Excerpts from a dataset
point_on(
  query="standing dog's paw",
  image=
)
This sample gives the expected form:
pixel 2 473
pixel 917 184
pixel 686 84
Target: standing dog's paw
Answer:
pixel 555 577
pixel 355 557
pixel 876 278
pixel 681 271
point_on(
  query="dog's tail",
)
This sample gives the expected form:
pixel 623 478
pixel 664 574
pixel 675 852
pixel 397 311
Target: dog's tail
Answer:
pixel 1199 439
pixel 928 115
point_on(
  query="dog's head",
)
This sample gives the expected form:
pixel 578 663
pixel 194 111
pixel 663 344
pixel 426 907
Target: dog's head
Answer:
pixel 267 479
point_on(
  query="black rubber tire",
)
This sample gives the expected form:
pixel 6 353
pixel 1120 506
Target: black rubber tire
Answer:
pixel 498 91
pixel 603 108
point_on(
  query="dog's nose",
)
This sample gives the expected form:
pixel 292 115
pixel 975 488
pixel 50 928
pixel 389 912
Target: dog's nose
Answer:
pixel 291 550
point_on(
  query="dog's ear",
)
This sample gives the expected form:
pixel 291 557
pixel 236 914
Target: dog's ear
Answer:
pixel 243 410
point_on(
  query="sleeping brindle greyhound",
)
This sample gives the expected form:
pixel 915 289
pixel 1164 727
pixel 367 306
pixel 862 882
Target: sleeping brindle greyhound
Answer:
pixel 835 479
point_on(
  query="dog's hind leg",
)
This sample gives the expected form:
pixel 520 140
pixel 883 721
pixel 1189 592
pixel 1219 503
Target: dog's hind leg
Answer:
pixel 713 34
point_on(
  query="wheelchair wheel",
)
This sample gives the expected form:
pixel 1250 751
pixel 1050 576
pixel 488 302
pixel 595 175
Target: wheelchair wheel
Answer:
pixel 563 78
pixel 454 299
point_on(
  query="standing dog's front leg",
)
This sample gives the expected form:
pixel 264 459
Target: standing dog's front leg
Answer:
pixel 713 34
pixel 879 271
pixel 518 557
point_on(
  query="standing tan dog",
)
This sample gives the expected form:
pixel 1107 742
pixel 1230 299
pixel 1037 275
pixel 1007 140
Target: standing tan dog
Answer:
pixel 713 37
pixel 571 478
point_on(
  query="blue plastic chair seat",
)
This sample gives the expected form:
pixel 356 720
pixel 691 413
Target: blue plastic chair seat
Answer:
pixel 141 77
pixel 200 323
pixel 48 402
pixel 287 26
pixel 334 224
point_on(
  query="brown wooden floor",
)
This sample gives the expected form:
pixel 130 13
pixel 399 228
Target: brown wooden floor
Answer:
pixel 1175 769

- **Required action**: An exact restatement of the lines from the one with "pixel 1107 742" through the last line of the data is the only acceptable answer.

- **Task response**:
pixel 1107 742
pixel 1230 299
pixel 1037 275
pixel 1007 140
Target: standing tan dog
Answer:
pixel 713 37
pixel 571 478
point_on(
  query="blue plastic chair seat",
)
This sample gives the expected form:
pixel 356 720
pixel 691 413
Target: blue plastic chair seat
Answer:
pixel 141 77
pixel 200 323
pixel 48 402
pixel 287 26
pixel 334 224
point_on(
  query="brown wooden floor",
)
This sample gives the expected form:
pixel 130 13
pixel 399 228
Target: brown wooden floor
Answer:
pixel 1175 769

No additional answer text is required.